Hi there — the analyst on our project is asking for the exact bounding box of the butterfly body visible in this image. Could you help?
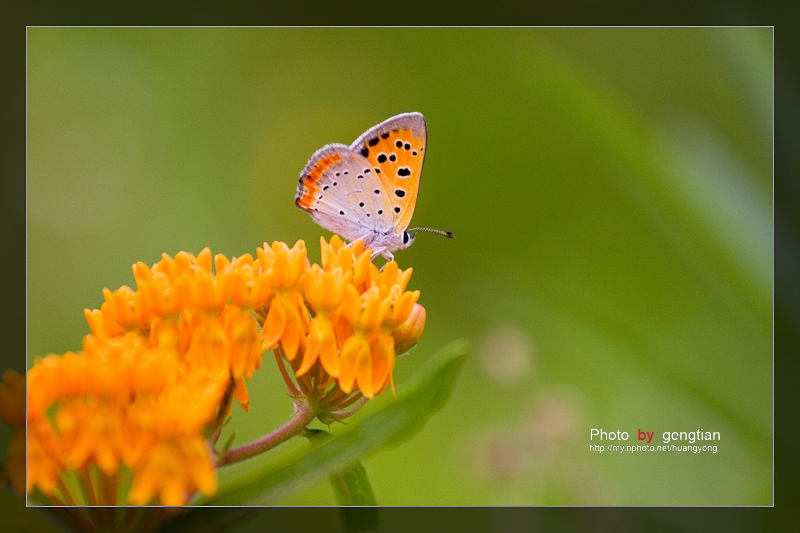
[295,113,427,260]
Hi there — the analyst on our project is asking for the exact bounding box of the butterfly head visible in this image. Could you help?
[400,231,417,250]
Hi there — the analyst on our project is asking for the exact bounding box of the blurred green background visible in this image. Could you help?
[28,28,772,506]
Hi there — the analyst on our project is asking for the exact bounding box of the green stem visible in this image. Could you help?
[222,401,317,466]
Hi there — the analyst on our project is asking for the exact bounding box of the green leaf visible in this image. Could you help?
[157,339,470,531]
[305,429,378,506]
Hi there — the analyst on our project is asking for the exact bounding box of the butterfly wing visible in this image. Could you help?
[350,113,428,234]
[295,144,394,241]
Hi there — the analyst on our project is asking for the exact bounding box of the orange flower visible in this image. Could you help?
[23,236,425,505]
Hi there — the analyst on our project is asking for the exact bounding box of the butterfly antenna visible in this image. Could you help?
[407,228,455,239]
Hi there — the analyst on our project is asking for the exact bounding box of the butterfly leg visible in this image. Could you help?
[371,246,394,262]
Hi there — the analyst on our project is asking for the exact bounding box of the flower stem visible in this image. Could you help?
[217,401,317,466]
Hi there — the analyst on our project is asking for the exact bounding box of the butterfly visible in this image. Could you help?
[295,113,453,261]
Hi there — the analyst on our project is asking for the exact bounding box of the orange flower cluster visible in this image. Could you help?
[264,235,425,398]
[27,236,425,505]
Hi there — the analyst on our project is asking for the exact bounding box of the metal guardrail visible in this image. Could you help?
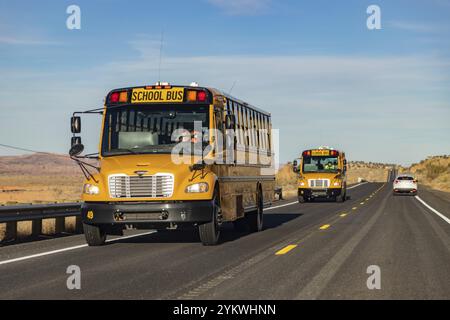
[0,203,81,223]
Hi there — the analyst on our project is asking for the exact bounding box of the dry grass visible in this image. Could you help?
[400,156,450,192]
[0,154,83,204]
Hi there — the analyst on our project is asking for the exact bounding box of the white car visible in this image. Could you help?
[393,174,417,195]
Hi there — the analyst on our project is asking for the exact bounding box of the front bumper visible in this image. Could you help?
[298,188,342,198]
[81,200,213,227]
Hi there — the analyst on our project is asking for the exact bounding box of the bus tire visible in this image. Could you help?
[198,188,220,246]
[246,188,264,232]
[233,217,248,232]
[83,223,106,247]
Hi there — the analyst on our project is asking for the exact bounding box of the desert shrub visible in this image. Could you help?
[425,163,449,180]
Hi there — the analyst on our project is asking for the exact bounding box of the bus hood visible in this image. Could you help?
[101,154,201,176]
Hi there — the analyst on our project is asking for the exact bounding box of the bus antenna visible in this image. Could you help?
[228,80,236,94]
[158,29,164,83]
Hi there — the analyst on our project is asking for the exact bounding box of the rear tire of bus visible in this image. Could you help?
[83,223,106,247]
[246,189,264,232]
[198,188,220,246]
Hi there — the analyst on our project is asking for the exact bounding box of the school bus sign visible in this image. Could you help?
[131,88,184,103]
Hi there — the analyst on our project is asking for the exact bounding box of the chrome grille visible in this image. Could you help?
[309,179,330,188]
[109,173,174,198]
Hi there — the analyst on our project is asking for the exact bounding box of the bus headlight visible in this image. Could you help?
[185,182,209,193]
[83,183,100,195]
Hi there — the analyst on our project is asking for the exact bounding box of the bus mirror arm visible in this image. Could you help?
[189,160,206,171]
[70,156,100,183]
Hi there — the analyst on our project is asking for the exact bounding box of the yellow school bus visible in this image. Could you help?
[69,83,275,246]
[293,147,347,203]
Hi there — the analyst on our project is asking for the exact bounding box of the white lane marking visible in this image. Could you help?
[0,231,156,265]
[264,182,368,211]
[414,196,450,224]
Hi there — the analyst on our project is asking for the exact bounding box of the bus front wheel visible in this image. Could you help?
[198,189,221,246]
[83,223,106,247]
[246,190,264,232]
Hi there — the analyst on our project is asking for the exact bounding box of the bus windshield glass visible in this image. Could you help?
[102,105,209,156]
[303,156,338,173]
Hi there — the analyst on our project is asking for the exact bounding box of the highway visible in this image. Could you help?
[0,179,450,300]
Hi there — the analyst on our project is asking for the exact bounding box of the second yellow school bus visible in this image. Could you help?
[71,83,275,246]
[294,147,347,203]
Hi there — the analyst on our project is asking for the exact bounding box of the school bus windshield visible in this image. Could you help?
[102,105,209,156]
[303,156,338,173]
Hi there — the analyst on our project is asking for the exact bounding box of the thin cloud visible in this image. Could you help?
[207,0,271,15]
[389,21,442,33]
[0,36,60,46]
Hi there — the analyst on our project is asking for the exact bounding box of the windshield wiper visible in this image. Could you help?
[105,148,140,155]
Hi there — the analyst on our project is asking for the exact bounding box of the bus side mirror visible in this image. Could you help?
[70,117,81,133]
[225,114,236,130]
[70,137,81,147]
[292,160,298,172]
[69,144,84,157]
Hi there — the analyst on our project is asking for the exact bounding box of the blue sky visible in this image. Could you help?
[0,0,450,164]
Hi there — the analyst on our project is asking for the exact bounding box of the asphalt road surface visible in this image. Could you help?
[0,183,450,299]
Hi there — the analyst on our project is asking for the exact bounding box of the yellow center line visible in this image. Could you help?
[275,244,297,256]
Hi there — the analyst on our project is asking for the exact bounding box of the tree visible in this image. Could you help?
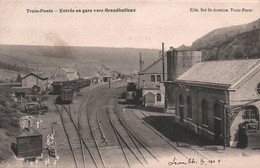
[16,73,22,82]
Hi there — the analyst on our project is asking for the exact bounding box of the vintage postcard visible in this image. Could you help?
[0,0,260,168]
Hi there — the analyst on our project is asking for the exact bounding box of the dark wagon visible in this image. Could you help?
[16,128,42,159]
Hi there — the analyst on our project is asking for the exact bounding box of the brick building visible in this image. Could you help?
[173,59,260,147]
[164,48,202,108]
[139,53,167,106]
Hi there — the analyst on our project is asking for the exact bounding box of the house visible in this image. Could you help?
[138,53,167,107]
[110,71,122,80]
[142,83,165,107]
[124,75,133,82]
[21,73,49,91]
[173,59,260,147]
[51,67,79,81]
[164,48,202,109]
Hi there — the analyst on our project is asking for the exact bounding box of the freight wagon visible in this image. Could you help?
[56,88,74,104]
[52,78,91,95]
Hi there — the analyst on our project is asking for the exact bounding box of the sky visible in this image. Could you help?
[0,0,260,49]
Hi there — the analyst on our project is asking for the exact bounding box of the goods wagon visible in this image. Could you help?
[127,82,136,91]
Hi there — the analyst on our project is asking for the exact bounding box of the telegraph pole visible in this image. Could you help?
[162,42,165,81]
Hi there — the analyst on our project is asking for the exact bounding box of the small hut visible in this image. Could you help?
[16,123,42,159]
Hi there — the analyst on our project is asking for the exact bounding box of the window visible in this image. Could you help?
[157,75,161,82]
[201,100,208,125]
[213,103,222,118]
[187,96,192,118]
[151,75,155,82]
[157,93,162,102]
[256,83,260,94]
[243,106,259,120]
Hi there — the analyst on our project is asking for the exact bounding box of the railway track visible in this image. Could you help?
[55,104,86,168]
[131,110,209,160]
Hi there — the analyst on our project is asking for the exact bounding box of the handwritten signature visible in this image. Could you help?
[168,157,221,166]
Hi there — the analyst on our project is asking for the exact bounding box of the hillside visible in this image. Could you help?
[0,45,159,76]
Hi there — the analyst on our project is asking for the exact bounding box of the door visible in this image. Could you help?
[214,118,221,144]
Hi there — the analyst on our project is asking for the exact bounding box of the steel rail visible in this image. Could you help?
[131,110,189,159]
[114,98,159,164]
[139,110,209,160]
[63,103,98,168]
[107,98,143,165]
[86,90,106,168]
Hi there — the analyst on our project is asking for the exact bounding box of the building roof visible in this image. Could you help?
[59,67,76,73]
[142,82,160,90]
[176,59,260,86]
[21,73,48,80]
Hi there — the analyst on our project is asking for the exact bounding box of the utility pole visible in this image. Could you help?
[138,52,143,89]
[223,103,227,150]
[36,67,39,86]
[162,42,165,81]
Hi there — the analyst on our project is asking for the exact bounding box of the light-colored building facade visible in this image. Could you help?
[173,59,260,147]
[142,83,165,107]
[139,53,167,107]
[164,48,202,108]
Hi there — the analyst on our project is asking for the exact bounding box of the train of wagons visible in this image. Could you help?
[51,78,91,104]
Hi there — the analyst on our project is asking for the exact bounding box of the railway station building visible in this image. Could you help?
[51,67,79,82]
[139,51,167,106]
[171,59,260,147]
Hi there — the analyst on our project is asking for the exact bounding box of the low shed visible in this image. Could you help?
[16,128,42,159]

+++

Could you return everything in the items above, from the line containing "cluster visible in this image. Could you help?" down to the line containing "[0,203,81,223]", word for word with both of those lines included? Leave the pictures out of your answer.

Hi there — the analyst on our project is asking for the exact bounding box of the orange flower cluster visible in this image. Could you help?
[264,235,425,398]
[27,236,425,505]
Hi there — the analyst on our project is asking for the exact bounding box of the metal guardrail visible in this image. Could you help?
[0,203,81,223]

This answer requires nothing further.